EXERCISE - Reproduce each line of the data below verbatim.

━━ SOURCE DATA

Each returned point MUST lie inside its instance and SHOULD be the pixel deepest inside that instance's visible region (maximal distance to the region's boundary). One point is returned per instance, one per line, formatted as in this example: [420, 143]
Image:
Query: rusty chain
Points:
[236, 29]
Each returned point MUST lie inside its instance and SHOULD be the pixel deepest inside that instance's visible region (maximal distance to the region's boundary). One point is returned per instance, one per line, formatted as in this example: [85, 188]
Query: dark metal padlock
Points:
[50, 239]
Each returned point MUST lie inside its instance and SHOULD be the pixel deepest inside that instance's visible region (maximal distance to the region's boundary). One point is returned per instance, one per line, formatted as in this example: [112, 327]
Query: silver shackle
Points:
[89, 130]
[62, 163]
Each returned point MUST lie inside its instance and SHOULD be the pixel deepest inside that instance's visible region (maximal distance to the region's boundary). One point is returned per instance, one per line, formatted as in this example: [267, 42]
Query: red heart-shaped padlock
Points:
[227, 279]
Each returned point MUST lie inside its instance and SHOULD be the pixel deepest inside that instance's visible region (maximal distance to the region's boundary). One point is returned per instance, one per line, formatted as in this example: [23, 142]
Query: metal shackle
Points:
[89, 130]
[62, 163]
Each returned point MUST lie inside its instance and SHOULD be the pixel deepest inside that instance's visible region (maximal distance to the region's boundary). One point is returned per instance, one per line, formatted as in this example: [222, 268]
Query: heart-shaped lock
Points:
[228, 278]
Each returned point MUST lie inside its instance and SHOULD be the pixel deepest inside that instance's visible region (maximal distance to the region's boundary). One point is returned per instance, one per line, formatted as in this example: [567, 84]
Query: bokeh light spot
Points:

━━━━

RESPONSE TO THIS EXERCISE -
Each returned point MUST lie inside its instance and SHOULD be the pixel deepest inside that instance's visible region (maximal distance to the region's boundary). One point is returned per instance, one per line, formatted as in this example: [420, 143]
Image:
Query: rusty chain
Points:
[236, 29]
Each returned point MUST lie inside its instance and SHOULD be the pixel deepest inside that instance's visible region (maximal distance to the region's boundary). One point is returned per instance, one per line, formatted as in this example: [85, 188]
Query: dark metal padlock
Points:
[50, 239]
Each returned point MUST lie inside its instance and SHOULD be the pixel deepest inside that instance's visible region (maximal distance to the region's boundary). One point is returned per instance, one per line, formatted as in this example: [112, 327]
Query: silver shackle
Points:
[89, 130]
[62, 163]
Each returned point MUST lie inside its instance and SHOULD be the pixel deepest inside that instance's visible region (maximal distance to the region's boundary). One point is returned per instance, one per line, formatted as in this example: [267, 42]
Query: red heart-shaped padlock
Points:
[227, 279]
Each returned point MUST lie inside its instance and SHOULD be the pixel deepest inside that instance's visible region (maximal distance to the region's boundary). One point is returned per instance, one per line, formatted as in this example: [23, 142]
Query: metal shackle
Points:
[89, 130]
[62, 163]
Each returned point MUST lie inside its instance and SHOULD be the pixel deepest inside that instance's visible region (maximal distance to the region's boundary). One point is returned per instance, one per line, formatted as in this example: [222, 268]
Query: heart-shaped lock
Points:
[228, 278]
Each returned point MUST lie inside its instance and SHOULD be the pixel deepest inside that instance's visible region (maximal distance to the region's boundary). One point is returned per instance, one per line, formatted as in this example: [567, 84]
Query: bokeh light spot
Points:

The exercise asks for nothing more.